**Short exercise:** Rewrite all the rows below, replacing every "Specify what to find" with "Name the target" and keeping everything else the same.

**Supplied entries:**
○ ○ ○

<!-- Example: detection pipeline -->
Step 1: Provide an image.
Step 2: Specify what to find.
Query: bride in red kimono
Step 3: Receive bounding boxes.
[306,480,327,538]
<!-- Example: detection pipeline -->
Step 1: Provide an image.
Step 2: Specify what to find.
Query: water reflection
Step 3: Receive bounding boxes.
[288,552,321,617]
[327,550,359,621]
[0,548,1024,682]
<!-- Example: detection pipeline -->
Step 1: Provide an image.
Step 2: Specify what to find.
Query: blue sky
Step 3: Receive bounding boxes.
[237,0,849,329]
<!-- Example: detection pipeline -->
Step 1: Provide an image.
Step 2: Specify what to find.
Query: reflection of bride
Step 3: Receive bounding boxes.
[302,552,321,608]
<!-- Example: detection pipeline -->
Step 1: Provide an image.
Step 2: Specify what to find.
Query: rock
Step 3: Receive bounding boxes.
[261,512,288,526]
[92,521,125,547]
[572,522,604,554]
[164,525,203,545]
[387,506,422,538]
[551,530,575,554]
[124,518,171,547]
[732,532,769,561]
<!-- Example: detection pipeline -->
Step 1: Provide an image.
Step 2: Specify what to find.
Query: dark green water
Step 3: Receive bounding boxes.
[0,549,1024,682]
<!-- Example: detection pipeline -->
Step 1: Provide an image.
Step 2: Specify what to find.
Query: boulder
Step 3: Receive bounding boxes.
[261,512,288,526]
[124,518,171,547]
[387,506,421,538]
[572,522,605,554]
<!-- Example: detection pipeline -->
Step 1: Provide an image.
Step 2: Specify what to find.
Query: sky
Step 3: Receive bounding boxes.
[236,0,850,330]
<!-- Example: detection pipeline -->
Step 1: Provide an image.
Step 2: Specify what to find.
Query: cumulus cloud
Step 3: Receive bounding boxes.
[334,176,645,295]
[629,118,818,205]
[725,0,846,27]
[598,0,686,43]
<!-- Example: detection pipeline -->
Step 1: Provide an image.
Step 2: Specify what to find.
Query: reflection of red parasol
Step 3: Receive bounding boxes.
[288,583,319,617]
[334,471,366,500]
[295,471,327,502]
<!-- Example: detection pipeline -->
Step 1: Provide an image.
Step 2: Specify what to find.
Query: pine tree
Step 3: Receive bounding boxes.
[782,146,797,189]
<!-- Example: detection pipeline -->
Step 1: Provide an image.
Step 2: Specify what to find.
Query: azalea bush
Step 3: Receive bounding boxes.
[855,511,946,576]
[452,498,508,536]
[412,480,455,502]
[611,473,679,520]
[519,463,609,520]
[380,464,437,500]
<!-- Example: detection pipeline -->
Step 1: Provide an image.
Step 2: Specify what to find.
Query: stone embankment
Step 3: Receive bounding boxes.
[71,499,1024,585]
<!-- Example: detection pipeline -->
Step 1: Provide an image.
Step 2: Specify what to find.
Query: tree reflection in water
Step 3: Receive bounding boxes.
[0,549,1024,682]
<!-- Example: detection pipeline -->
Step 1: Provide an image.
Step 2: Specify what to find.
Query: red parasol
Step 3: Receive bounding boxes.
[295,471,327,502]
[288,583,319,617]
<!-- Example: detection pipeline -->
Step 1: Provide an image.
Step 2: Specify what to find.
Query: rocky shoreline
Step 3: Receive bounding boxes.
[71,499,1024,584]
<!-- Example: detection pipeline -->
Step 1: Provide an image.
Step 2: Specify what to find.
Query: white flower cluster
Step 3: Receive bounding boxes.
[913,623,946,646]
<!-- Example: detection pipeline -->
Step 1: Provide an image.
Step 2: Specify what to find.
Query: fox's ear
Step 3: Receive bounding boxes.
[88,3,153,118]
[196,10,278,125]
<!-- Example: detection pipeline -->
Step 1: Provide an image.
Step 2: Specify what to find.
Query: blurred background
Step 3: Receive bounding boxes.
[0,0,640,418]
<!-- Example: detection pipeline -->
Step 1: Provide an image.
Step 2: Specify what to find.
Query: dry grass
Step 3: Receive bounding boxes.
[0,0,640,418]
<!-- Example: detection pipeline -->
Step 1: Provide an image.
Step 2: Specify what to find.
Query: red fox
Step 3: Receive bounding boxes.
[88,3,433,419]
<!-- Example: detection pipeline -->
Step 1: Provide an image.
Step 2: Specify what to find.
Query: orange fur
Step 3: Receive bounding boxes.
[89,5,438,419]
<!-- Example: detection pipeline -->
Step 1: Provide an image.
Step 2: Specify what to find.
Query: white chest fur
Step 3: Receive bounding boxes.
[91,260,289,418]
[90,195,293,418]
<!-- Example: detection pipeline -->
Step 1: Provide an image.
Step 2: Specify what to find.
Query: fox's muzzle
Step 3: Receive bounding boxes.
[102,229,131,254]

○ ○ ○

**Exercise solution:**
<!-- Example: detection pipeline -->
Step 1: Provide an image.
Step 2: Name the target.
Query: bride in red kimono
Step 3: Receive bounding boxes.
[306,480,327,538]
<!-- Example: detection pipeline -->
Step 1: Provide an image.
Step 2: Name the target.
Query: water reflection
Step 3: Receive bounding boxes.
[288,552,321,617]
[327,550,359,621]
[0,548,1024,682]
<!-- Example: detection pipeline -->
Step 1: Provide an image.
Step 2: Name the target.
Query: blue sky
Step 3: Receive bounding boxes.
[237,0,849,329]
<!-- Example: detection pipeline -->
Step 1: Provide an image.
Step 2: Name the target.
Query: reflection of bride
Step 3: Receive bounding boxes.
[302,552,321,608]
<!-- Example: detection pipeline -->
Step 1: Provide an image.
Step 2: Name the target.
Query: rock
Step 3: Receive bounding boxes.
[261,512,288,526]
[92,521,125,547]
[572,522,604,554]
[164,525,203,545]
[387,506,422,538]
[551,530,575,554]
[124,518,171,547]
[732,532,769,561]
<!-- Example: detection pipeline -->
Step 1: Provide an image.
Step 2: Name the target.
Query: dark green water
Step 3: Receive bounding boxes.
[0,549,1024,682]
<!-- Example: detection pipeline -->
Step 1: Provide an image.
Step 2: Name the target.
Query: boulder
Step 3: Receive bounding boxes.
[261,512,288,526]
[124,518,171,547]
[387,506,421,538]
[572,522,605,554]
<!-- Example: detection pipeline -->
Step 1: Provide an image.
Step 2: Name the target.
Query: sky
Step 3: Receive bounding boxes.
[236,0,850,330]
<!-- Example: detection pipeline -->
Step 1: Provide an image.
Step 2: Name the target.
Query: cumulus cloud
Step 3: Receive bounding boxes.
[334,176,645,295]
[629,118,818,205]
[725,0,846,27]
[598,0,686,43]
<!-- Example: detection pipeline -->
Step 1: Provide an image.
Step 2: Name the target.
Query: reflection of red parasol
Step 3: Receive bounding boxes.
[288,583,319,617]
[334,471,366,500]
[295,471,327,502]
<!-- Example: detection pipeline -->
Step 1: Provide an image.
Step 2: Name the target.
Query: pine tree
Step 3: Receive bounding boxes.
[782,146,797,189]
<!-- Example: detection pipeline -->
Step 1: Provide an image.
Step 2: Name the target.
Query: azalea bush
Step 3: Receive bounding boxes.
[855,511,946,576]
[452,498,508,536]
[412,480,455,502]
[611,473,679,520]
[519,463,609,520]
[380,464,437,500]
<!-- Example: detection pipeline -->
Step 1: Provide an image.
Step 2: Name the target.
Query: stone embankment
Step 3: Receive bounding boxes.
[71,499,1024,585]
<!-- Example: detection pipeline -->
Step 1: Provide an image.
Step 2: Name the target.
Query: tree reflection in water
Step 3: Receive bounding boxes.
[0,549,1024,682]
<!-- Example: detection pipeline -->
Step 1: Provide an image.
Step 2: Name the target.
Query: red parasol
Step 3: Receive bounding boxes.
[295,471,327,502]
[288,583,319,617]
<!-- Example: detection pipeline -->
Step 1: Provide an image.
Step 2: Name the target.
Query: rocky shoreline
Step 3: Receive bounding boxes.
[71,499,1024,584]
<!-- Example: detection pipeline -->
Step 1: Provide an image.
Step 2: Name the target.
Query: white flower cluster
Step 3: Receive bounding boxes.
[913,623,946,646]
<!-- Example: detection pipeline -->
Step 1: Provide an image.
Step 2: Name the target.
Query: fox's ear
Step 3: Receive bounding boxes.
[88,3,153,118]
[196,10,278,125]
<!-- Example: detection pipeline -->
Step 1: Provide an image.
Step 2: Name the target.
Query: blurred background
Step 3: Receive bounding boxes.
[0,0,640,418]
<!-- Example: detection pipeline -->
Step 1: Provide an image.
Step 2: Name the target.
Query: dry grass
Step 3: Receive bounding boxes.
[0,0,640,418]
<!-- Example: detection pipeline -->
Step 1: Provide an image.
Step 2: Name the target.
Query: red fox
Step 3: Receive bounding boxes.
[88,3,433,419]
<!-- Example: detection pipeline -->
Step 1: Provide an image.
Step 2: Name the target.
Query: orange fur
Step 3: Receive bounding boxes.
[89,5,438,419]
<!-- Example: detection pipeline -->
Step 1: Provide an image.
Step 2: Name the target.
Query: white chest fur
Step 3: Receive bounding boxes.
[91,260,289,418]
[90,195,293,418]
<!-- Example: detection pipeline -->
Step 1: Provide an image.
Step 2: Name the target.
Query: fox's muzzle
Step 3: Receive bounding boxes.
[102,229,131,254]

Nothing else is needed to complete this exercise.